------ Texto fornecido ------

CACILDA volta a cartaz depois de 10 anos. O texto, criado em 95 por Bertho Filho na Escola de Teatro da UFBA, retorna pelas mãos da sua diretora original: Cristiane Barreto, que comemora também seus 10 anos de carreira. O texto tem como base a linguagem do teatro do absurdo e foi concebido como uma homenagem a Eugene Ionesco um dos grandes nomes do estilo. A peça trata das relações humanas contemporâneas e o paradoxo com a incomunicabilidade que enfrentamos no cotidiano dos grandes centros urbanos. Confira agora o que a diretora traz ao público com essa montagem que traz, de um lado, marido e mulher que jogam cartas e se comunicam através delas, uma empregada e um estranho visitante. Do outro, um casal que vai ao teatro, mas não concorda quanto ao dia e o horário do espetáculo.

Por que montar Cacilda novamente, 10 anos depois?

Essa peça foi o começo de tudo. Foi minha primeira direção e na época eu nem pensava nessa possibilidade, cursava interpretação - e hoje dirijo mais do que atuo. Foi o primeiro texto de Bertho, escrito para a disciplina Dramaturgia I, de Cleise Mendes, dedicada ao estudo do teatro do absurdo. Éramos colegas e ele me chamou para dirigir essa peça em que ele faz uma homenagem a Eugéne Ionesco. Para mim foi um marco, porque me abriu outras possibilidades na escola. Na época, a peça foi encenada com os atores Arthur Brandão, Widoto Áquila, Gil Cortes e Rino de Carvalho, pelos quais tenho grande respeito e consideração, e teve uma boa repercussão no meio acadêmico e artístico. O tema continua sendo atual.

------ Dados brutos ------

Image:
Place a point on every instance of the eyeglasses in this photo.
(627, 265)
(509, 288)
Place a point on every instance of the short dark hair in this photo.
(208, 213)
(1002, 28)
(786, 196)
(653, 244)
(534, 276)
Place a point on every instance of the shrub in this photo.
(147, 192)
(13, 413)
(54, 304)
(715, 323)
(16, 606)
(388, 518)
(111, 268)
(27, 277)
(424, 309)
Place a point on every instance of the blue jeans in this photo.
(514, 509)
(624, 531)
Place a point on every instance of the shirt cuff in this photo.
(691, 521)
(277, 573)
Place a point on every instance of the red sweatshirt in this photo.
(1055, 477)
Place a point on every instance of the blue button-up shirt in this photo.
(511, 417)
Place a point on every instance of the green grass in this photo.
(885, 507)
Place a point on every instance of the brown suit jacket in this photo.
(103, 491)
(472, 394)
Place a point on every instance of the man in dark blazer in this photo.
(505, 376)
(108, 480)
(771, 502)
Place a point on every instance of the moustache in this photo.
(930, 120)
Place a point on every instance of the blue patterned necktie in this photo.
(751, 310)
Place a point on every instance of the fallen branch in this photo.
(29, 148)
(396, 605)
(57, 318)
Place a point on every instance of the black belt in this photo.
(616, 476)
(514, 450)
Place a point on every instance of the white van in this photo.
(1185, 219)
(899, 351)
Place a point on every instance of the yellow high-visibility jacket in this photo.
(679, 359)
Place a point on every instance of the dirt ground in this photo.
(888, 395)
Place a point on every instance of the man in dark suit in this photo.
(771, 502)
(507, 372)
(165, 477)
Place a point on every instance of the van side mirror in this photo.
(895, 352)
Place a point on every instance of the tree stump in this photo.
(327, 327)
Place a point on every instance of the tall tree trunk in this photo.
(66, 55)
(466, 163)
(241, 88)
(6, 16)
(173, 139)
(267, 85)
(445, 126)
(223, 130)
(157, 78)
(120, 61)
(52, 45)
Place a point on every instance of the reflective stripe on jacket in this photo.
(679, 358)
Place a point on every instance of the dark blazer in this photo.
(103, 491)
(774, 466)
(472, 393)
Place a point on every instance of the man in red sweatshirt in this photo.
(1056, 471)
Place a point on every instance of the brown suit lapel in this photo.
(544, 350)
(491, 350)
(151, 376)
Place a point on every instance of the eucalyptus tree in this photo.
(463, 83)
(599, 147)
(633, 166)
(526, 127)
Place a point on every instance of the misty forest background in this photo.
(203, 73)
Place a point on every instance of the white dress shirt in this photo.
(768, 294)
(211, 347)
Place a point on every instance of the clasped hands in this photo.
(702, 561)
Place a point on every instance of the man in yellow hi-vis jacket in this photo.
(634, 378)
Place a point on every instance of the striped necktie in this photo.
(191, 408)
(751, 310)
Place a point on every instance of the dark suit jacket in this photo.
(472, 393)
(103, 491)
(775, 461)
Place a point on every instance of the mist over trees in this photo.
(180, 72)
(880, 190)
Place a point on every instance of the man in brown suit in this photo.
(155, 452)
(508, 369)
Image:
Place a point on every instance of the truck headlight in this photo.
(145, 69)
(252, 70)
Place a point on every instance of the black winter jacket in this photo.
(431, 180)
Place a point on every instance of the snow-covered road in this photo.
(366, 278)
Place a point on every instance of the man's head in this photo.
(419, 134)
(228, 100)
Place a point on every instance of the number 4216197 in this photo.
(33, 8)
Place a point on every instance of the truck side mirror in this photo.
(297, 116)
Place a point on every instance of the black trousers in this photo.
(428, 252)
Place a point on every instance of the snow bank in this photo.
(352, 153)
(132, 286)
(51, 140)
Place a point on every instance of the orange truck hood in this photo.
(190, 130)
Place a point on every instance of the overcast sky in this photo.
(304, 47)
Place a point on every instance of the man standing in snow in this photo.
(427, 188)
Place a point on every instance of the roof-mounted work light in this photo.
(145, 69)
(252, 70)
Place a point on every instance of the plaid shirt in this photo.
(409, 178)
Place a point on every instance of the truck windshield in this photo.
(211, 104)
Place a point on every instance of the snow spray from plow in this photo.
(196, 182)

------

--- Instruções da tarefa ---
Dê continuidade à entrevista sobre a remontagem de Cacilda, começando logo após a última frase apresentada.

--- Resposta ---
O que mudou para você optar por seguir na carreira de diretora?

A partir daquele momento, vi que sou uma "pessoa de teatro". Hoje sou atriz, diretora, professora... Mas para atuar, interpretar "o outro", é preciso estar com a cabeça livre de preocupações e sem grana não dá para ser assim. Na direção, consigo trabalhar sem ser afetada por essas preocupações, mas para viver uma personagem, não.

No elenco de Cacilda, há somente homens e você afirma que foi uma interferência sua sobre o texto. Há alguma razão especial para isso?

Quando li o texto de Bertho, achei muito bom, mas as indicações com homens e mulheres poderiam cair no besteirol, que na época era muito explorado nas montagens daqui, como A Bofetada, que tinha homens vestidos de mulheres. Não queria ficar presa a uma fórmula, por isso optei pela alteração. Foi também nessa época que eu assisti ao filme Cães de Aluguel, de Quentin Tarantino. Aquela atmosfera masculina, então, me influenciou muito - ternos, jogo de cartas, cigarro. Além disso, gosto muito de dirigir homens. Acho que existe uma afinidade, a relação não tem muitos melindres. Me sinto mais à vontade. Mas isso não chega a ser uma regra, é só uma peculiaridade que eu tenho.

Por que Tarantino?

Acho que o cinema de Tarantino tem muito do teatro do absurdo. Aquela seqüência inicial de Cães de Aluguel mesmo: os caras estão se preparando para um assalto a banco e estão conversando sobre bobagens. Isso é absurdo! Ele trabalha muito bem com essa inadequação entre situação e ação. Não sei se é algo consciente por parte dele, mas muitas vezes a linguagem é desconexa ou contradiz as ações ou situações vividas pelos seus personagens. E tem o universo masculino com signos bastante fortes.

Como foi que você chegou ao elenco atual?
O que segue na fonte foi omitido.